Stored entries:
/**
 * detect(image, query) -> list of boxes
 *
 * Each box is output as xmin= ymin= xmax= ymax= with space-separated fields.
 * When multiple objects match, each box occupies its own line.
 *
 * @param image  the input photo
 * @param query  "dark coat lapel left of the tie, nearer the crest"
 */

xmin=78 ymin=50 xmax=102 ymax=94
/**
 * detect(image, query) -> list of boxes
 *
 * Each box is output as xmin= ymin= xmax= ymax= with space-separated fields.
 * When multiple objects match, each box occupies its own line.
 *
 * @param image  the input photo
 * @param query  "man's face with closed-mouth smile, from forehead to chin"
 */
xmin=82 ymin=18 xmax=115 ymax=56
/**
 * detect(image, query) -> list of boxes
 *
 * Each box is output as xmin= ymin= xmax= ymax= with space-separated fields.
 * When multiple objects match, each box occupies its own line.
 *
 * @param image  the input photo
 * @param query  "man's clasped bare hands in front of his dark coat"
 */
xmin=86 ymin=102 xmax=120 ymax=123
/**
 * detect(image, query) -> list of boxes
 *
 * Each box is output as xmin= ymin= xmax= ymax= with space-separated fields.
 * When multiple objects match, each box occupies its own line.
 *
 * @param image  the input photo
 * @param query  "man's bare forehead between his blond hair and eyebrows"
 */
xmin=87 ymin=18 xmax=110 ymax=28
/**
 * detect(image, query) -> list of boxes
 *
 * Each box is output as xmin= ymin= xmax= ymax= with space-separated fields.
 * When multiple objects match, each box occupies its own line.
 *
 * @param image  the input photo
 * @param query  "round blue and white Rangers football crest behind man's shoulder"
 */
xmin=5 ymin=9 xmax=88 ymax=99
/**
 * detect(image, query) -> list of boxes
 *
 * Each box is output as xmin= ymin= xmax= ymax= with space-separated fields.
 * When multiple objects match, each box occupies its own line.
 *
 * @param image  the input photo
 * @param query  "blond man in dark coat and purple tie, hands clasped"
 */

BRIEF -
Every line of the data that holds "blond" should be counted, and only the total given.

EXERCISE SOLUTION -
2